*** Opening of TEXT FOR ANALYSIS ***
If you're not convinced, think of it this way: do you really want to write 3 lines every time you load a file ? (load, parse, validate) Well, that violates the DRY principle.
So, go agile there:
write your method with validation: it is responsible for loading a valid configuration (1)
if you ever need some parametrization, add it then (like a 'check' parameter, with a default value which preserves the old behavior of course)
(1) Of course, I don't advocate a single method to do all this at once... it's an organization matter: under the covers this method should call dedicated methods to organize the code :)
To deflect the question to a more basic one, each method should do as little as possible. So in your example, there should be a method that reads in the file, a method that extracts the necessary data from the file, another method to write that data to the collection, and another method that calls these methods. The validation can go in a separate method, or in one of the others, depending on where it makes the most sense.
private byte[] ReadFile(string fileSpec)
{
// code to read in file, and return contents
}
private FileData GetFileData(string fileContents)
{
// code to create FileData struct from file contents
}
private void FileDataCollection: Collection<FileData> { }
public void DoItAll (string fileSpec, FileDataCollection filDtaCol)
{
filDtaCol.Add(GetFileData(ReadFile(fileSpec)));
}
Add validation, verification to each of the methods as appropriate
You are designing an API and should not make any unnecessary assumptions about your client. A method should take only the information that it needs, return only the information requested, and only fail when it is unable to return a meaningful value.
So, with that in mind, if the configuration is loadable but empty, then returning an empty list seems correct to me. If your client has an application specific requirement to fail when provided an empty list, then it may do so, but future clients may not have that requirement. The loadConfiguration method itself should fail when it really fails, such as when it is unable to read or parse the file.
*** Close of TEXT FOR ANALYSIS ***
*** Opening of GIVEN DATA ***
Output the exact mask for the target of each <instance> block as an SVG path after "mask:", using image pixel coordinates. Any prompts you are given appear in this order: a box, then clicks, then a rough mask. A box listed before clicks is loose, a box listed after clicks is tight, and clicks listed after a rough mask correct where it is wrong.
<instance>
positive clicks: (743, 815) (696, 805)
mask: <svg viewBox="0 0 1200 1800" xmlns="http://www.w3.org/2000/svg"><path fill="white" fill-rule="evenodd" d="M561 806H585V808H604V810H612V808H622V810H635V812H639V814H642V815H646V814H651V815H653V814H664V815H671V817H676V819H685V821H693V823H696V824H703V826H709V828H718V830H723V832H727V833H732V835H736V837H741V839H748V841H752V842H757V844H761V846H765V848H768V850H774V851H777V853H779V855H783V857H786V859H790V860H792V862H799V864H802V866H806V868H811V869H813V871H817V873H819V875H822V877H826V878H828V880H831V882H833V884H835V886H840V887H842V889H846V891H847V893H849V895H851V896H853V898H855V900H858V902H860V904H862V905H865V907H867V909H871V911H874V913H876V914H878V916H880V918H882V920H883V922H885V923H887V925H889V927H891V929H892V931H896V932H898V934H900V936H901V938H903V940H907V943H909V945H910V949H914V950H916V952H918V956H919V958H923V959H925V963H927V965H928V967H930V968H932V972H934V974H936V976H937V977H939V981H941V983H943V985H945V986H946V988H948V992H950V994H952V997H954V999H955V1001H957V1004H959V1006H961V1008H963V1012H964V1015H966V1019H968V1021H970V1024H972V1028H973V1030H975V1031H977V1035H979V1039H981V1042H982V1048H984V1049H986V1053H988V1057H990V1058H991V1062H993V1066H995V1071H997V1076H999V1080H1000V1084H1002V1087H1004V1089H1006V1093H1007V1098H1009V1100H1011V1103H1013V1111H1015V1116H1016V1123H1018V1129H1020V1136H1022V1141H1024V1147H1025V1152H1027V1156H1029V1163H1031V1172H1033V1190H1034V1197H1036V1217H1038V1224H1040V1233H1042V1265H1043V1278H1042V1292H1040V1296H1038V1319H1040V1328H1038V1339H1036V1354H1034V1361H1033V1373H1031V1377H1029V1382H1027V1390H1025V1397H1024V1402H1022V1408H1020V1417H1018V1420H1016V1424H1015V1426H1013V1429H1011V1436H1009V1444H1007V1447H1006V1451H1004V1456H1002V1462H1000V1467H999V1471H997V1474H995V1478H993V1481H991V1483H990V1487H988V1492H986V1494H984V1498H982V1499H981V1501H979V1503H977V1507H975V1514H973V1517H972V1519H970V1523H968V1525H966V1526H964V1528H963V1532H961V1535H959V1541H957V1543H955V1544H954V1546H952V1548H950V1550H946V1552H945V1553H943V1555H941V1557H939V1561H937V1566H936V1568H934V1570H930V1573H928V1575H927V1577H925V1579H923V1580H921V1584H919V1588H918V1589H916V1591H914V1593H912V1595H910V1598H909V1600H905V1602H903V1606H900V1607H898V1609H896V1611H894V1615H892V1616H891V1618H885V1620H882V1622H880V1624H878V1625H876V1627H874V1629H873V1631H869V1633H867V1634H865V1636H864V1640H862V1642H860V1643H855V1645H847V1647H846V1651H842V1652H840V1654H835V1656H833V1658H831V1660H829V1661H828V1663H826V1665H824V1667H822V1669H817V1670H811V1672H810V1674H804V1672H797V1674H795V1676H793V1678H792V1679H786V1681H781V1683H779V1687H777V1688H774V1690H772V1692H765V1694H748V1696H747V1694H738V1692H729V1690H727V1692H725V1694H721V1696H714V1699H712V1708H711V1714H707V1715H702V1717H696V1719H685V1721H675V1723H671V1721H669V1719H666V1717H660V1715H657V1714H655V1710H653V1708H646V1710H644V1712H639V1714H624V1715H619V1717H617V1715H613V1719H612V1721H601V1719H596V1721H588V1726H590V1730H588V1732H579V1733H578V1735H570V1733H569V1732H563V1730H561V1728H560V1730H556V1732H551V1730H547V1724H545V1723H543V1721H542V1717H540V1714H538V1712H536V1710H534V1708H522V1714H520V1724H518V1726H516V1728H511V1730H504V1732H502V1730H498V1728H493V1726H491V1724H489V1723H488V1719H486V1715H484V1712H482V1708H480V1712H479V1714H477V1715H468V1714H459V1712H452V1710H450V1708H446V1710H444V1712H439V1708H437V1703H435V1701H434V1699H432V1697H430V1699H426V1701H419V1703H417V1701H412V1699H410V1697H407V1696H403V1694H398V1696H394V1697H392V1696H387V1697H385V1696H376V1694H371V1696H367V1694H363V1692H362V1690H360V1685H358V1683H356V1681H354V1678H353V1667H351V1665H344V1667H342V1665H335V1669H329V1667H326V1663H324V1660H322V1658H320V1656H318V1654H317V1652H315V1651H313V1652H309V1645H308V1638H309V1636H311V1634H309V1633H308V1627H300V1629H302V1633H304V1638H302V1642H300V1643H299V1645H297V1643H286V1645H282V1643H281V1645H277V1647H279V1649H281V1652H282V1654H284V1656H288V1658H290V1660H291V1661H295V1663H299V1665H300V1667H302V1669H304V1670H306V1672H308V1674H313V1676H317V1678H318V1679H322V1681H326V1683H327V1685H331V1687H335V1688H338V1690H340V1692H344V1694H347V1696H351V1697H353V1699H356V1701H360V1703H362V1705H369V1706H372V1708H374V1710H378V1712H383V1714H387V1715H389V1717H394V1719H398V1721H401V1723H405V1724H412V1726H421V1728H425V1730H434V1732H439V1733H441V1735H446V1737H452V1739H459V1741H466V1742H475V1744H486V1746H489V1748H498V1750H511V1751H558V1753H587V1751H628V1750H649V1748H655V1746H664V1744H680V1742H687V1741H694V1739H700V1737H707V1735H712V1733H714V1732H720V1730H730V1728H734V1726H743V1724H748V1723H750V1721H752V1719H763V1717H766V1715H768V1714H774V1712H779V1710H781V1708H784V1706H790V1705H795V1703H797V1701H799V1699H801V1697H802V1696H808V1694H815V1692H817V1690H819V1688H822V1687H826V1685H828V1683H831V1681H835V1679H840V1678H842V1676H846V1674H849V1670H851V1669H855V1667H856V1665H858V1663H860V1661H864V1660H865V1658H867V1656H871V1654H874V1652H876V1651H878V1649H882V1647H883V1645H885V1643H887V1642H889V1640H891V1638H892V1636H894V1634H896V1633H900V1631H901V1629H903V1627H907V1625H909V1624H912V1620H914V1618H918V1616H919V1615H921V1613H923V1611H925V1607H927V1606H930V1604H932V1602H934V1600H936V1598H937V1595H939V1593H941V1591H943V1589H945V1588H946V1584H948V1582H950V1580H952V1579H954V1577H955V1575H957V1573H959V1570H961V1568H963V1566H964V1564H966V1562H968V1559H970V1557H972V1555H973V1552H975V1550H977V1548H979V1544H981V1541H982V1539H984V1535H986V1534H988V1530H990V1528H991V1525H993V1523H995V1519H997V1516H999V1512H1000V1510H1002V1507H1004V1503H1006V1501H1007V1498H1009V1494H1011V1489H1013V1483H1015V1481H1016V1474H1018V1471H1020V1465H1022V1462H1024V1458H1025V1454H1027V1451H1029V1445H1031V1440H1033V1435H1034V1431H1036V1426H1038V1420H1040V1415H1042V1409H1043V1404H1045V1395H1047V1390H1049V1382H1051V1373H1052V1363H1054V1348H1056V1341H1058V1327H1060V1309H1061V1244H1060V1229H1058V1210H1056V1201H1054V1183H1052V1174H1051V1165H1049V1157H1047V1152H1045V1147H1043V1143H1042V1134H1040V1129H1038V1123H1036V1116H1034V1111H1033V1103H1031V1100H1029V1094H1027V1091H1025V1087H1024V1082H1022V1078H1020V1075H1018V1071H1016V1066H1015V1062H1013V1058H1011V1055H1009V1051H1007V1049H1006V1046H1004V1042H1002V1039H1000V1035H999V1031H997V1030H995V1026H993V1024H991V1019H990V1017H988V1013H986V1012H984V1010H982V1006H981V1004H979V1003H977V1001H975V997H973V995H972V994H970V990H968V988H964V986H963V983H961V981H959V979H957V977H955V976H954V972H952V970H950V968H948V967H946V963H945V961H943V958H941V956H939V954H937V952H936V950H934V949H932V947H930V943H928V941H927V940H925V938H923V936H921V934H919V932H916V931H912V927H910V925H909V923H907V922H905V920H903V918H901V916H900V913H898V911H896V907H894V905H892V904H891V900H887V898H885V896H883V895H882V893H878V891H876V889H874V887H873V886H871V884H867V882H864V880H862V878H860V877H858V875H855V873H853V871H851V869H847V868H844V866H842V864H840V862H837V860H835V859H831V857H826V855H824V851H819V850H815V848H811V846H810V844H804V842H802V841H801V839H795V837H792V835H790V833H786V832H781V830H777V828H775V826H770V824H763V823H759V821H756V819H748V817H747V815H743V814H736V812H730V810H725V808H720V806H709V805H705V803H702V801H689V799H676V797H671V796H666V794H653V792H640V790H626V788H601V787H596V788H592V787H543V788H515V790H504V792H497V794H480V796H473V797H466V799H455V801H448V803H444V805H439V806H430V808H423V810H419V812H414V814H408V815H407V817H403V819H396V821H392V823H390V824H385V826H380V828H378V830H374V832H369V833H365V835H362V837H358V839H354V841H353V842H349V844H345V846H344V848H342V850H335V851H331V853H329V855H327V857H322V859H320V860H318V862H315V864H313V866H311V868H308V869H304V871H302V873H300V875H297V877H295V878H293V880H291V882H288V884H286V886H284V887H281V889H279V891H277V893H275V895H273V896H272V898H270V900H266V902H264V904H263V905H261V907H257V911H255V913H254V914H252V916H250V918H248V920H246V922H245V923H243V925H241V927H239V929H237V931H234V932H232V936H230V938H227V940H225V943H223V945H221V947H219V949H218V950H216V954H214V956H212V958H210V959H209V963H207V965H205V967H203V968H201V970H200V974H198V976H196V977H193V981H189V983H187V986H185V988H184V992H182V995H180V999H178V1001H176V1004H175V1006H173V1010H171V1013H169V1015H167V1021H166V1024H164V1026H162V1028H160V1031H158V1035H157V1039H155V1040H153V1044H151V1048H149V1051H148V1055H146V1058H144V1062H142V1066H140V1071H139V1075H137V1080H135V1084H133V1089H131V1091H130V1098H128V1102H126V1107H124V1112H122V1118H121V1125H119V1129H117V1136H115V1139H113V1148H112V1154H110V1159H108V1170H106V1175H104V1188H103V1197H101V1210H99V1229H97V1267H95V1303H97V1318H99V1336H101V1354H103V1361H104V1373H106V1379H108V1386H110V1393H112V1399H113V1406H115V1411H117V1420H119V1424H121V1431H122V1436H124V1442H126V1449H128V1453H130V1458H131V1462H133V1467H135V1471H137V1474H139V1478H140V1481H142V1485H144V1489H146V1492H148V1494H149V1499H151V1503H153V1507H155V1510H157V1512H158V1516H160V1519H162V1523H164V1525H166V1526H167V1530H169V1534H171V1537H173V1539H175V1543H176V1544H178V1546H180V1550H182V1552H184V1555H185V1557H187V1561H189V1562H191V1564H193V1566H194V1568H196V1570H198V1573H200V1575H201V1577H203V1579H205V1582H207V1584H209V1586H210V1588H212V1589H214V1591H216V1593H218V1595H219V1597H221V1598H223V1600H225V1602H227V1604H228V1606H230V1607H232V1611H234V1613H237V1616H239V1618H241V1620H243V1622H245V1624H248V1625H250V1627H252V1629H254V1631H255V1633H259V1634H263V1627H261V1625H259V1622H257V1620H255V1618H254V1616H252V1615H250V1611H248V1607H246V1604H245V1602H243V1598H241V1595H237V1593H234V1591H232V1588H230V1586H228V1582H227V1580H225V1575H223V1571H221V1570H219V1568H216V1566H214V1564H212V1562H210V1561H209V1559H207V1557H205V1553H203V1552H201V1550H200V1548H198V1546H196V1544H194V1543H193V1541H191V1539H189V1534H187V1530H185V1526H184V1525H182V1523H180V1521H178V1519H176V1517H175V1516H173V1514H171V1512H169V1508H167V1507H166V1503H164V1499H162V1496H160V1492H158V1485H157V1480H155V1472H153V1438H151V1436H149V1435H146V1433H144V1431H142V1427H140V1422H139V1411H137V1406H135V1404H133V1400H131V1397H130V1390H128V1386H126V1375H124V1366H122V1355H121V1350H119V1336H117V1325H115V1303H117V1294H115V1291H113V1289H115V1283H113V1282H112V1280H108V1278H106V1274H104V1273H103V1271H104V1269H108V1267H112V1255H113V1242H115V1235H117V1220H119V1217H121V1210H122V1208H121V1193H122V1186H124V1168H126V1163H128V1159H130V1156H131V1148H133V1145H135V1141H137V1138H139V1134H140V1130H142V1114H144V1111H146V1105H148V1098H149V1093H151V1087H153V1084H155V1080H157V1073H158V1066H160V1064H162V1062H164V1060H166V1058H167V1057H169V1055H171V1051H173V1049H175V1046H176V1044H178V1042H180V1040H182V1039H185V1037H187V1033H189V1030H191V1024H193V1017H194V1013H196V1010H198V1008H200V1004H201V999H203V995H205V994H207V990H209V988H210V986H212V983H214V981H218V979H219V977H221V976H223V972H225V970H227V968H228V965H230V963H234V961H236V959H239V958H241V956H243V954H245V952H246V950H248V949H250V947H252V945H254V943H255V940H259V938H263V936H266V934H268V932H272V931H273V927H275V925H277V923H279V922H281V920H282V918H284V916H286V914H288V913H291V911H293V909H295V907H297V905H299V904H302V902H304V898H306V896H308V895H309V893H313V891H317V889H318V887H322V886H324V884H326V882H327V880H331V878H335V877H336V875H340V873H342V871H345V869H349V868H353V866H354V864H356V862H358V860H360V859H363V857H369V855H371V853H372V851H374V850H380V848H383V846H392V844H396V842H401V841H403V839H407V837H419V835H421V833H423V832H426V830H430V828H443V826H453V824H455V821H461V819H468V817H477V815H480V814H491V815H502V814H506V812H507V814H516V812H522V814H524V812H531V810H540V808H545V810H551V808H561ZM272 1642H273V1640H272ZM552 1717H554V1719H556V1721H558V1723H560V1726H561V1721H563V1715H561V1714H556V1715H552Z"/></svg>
*** Close of GIVEN DATA ***
PROMPT
In the thread on method design, what does the last reply say the method should return when a configuration can be loaded but is empty? The listing is not needed here.

WRITTEN ANSWER
It should return an empty list.